The records below must be written out exactly, with every picture left behind.

Items from a data source
• • • •
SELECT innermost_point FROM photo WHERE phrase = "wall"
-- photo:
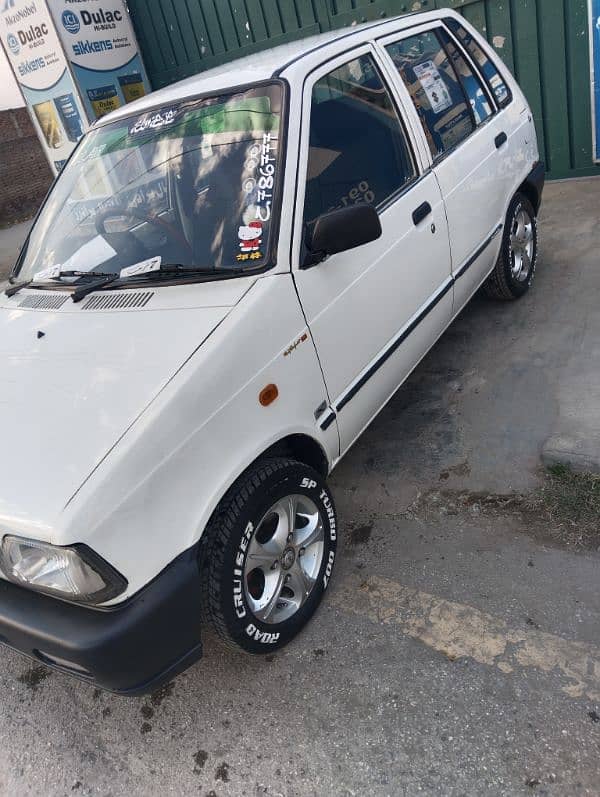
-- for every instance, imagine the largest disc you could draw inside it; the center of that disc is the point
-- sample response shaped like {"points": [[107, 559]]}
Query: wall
{"points": [[24, 172], [544, 42]]}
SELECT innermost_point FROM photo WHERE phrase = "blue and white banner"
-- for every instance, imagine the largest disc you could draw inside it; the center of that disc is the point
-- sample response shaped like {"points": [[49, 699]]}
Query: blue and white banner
{"points": [[100, 44], [36, 56], [595, 75]]}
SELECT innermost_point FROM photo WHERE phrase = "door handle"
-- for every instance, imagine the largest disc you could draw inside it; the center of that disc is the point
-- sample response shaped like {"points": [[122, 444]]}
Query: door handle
{"points": [[421, 213]]}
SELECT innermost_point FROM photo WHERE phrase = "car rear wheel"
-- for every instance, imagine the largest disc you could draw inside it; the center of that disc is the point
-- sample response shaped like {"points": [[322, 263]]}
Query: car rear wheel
{"points": [[269, 554], [515, 269]]}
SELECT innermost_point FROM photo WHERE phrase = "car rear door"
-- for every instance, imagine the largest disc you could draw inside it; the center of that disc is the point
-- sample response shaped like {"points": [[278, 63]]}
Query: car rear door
{"points": [[373, 311], [457, 114]]}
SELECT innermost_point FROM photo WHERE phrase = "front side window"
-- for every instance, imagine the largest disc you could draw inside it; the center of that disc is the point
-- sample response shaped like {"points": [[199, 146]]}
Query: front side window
{"points": [[358, 148], [493, 77], [194, 183], [435, 89]]}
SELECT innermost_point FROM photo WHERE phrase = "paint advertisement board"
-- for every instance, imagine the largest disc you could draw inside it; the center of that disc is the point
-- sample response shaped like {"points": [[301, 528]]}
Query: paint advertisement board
{"points": [[595, 73], [35, 53], [99, 42]]}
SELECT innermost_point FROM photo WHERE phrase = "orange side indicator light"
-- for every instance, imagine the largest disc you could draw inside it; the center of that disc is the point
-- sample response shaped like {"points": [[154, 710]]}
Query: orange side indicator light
{"points": [[268, 395]]}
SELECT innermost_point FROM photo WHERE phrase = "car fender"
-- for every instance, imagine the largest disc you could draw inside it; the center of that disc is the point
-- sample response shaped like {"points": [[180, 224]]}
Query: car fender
{"points": [[151, 497]]}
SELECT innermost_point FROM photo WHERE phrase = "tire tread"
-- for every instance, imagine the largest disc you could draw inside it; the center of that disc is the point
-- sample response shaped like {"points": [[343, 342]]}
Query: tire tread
{"points": [[218, 533]]}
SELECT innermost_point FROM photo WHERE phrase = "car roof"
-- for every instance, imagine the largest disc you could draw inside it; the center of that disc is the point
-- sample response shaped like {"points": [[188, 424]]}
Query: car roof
{"points": [[262, 65]]}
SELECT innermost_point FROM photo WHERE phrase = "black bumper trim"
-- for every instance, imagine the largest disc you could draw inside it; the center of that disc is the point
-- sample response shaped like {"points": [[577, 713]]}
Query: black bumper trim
{"points": [[130, 649]]}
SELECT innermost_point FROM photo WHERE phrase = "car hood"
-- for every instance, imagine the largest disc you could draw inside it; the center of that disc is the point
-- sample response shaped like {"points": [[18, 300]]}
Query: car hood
{"points": [[74, 377]]}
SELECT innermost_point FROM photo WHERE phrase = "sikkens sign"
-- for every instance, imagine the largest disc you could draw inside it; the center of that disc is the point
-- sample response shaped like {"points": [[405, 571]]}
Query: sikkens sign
{"points": [[100, 44], [37, 59], [74, 60]]}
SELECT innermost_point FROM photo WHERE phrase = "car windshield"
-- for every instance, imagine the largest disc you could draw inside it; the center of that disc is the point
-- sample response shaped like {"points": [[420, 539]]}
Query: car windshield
{"points": [[193, 183]]}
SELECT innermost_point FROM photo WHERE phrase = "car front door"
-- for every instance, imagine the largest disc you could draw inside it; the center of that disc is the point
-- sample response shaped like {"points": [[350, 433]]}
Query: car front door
{"points": [[467, 148], [373, 311]]}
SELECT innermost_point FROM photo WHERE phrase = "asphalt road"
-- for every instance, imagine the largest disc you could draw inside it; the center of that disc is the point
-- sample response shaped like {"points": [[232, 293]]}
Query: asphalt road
{"points": [[457, 650]]}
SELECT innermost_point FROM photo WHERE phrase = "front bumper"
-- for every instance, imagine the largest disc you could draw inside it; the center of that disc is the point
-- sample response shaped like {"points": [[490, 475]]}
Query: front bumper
{"points": [[130, 649]]}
• • • •
* **Written reply**
SELECT innermost_point FROM photo WHERE phrase = "wall"
-- photo:
-- for every instance, imagine the largest disc you could draw inside it; the center of that disc is the point
-- sample response shaped like {"points": [[107, 559]]}
Query: wall
{"points": [[24, 172], [544, 42]]}
SELECT innermost_point FROM photo WHERE phrase = "blue and white banner"
-- for every instance, imagine the largest disc you could draw inside it; the center of that disc is the point
-- sample response shaped like {"points": [[49, 699]]}
Query: blue and white banner
{"points": [[100, 44], [36, 56], [595, 75]]}
SELECT innermost_point FROM photo WHERE phrase = "door handle"
-- for every instance, imagine the largest disc you could draw inside it; the center of that disc is the point
-- sample response shaped like {"points": [[122, 444]]}
Query: door handle
{"points": [[421, 213]]}
SELECT innermost_point FROM photo WHERE phrase = "car rear wheel"
-- for every instance, imagine the largest disc you could draw inside it; the center of that disc is the point
-- sample response shaped like {"points": [[322, 263]]}
Query: car rear wheel
{"points": [[269, 554], [515, 269]]}
SELECT innermost_point FROM photo WHERE phrase = "car rear door"
-- for every instance, imagine the largest disc you could draw inside it; the center of that disc is the point
-- sample response shaped like {"points": [[278, 63]]}
Query: car rear door
{"points": [[373, 311], [457, 114]]}
SELECT innermost_point FROM photo WHERE phrase = "front side window"
-- for every instance, imagine the largest disc you could draw inside it; the center of that disc is the point
-- sample response shaped like {"points": [[199, 146]]}
Query: front side window
{"points": [[358, 148], [493, 77], [194, 183], [435, 89]]}
SELECT innermost_point FROM photo WHERE phrase = "paint advertisement board"
-- for every instance, imagine the largest disc you could draw inside it; the center of that disc is the point
-- sample response shaped like {"points": [[301, 528]]}
Query: paint advertisement board
{"points": [[595, 73], [35, 53], [99, 42]]}
SELECT innermost_point FROM photo WHERE phrase = "orange side indicator light"
-- for every instance, imagine the largest disc you could draw inside it; the center of that disc is the point
-- sample response shaped like {"points": [[154, 710]]}
Query: orange side indicator light
{"points": [[268, 395]]}
SELECT innermost_point FROM photo WHERE phrase = "car fender"
-- for every instance, imagine the largest disc you could draw inside it; the center of that disc is the point
-- sample response shaped like {"points": [[180, 224]]}
Query: car fender
{"points": [[151, 497]]}
SELECT innermost_point FROM photo WHERE phrase = "tire tread"
-- for every instance, imagine the largest disc you could draw inside it; the center of that disc is the point
-- sample response shaped like {"points": [[343, 342]]}
Query: tire tread
{"points": [[218, 533]]}
SELECT innermost_point FROM photo WHERE phrase = "car roof"
-- for every instance, imagine the largest disc you could draw inside it; the center of that disc is the point
-- sample response shaped like {"points": [[188, 424]]}
Query: car roof
{"points": [[262, 65]]}
SELECT innermost_point FROM photo WHERE phrase = "black bumper trim"
-- for every instance, imagine the largest disc you could draw inside it; the center of that disc is the point
-- sample response shaped like {"points": [[577, 713]]}
Query: black bumper trim
{"points": [[130, 649]]}
SELECT innermost_point FROM photo WHERE phrase = "car hood"
-- for every instance, imagine the largest disc you could draw inside it; the center of that disc is the point
-- sample response shaped like {"points": [[18, 300]]}
Query: car hood
{"points": [[74, 377]]}
SELECT innermost_point FROM photo WHERE phrase = "sikkens sign"
-- for every instance, imagine the largest disc you could draw inside it; the center of that disc is the point
-- sample response shaped like {"points": [[405, 571]]}
Query: sikkens sign
{"points": [[100, 44], [37, 59], [74, 60]]}
SELECT innermost_point FROM photo WHERE phrase = "car windshield"
-- for every instance, imagine the largest disc you could draw inside it; the center of that disc is the point
-- sample response shaped like {"points": [[420, 539]]}
Query: car windshield
{"points": [[193, 183]]}
SELECT innermost_point FROM photo WHERE phrase = "car front door"
-- for every instance, imagine the largest disc you could draw inside it; the center of that disc is the point
-- sample response shaped like {"points": [[350, 433]]}
Query: car front door
{"points": [[467, 148], [373, 311]]}
SELECT innermost_point FROM photo WHERE phrase = "asphalt road"
-- for every instance, imagine the largest disc you could draw inside it; the center of that disc is the point
-- sample response shaped like {"points": [[232, 293]]}
Query: asphalt road
{"points": [[457, 650]]}
SELECT innermost_point FROM photo WHERE phrase = "front bumper"
-- for every instance, imagine the largest disc you could draw inside it; the center of that disc is the point
-- sample response shaped like {"points": [[490, 475]]}
Query: front bumper
{"points": [[130, 649]]}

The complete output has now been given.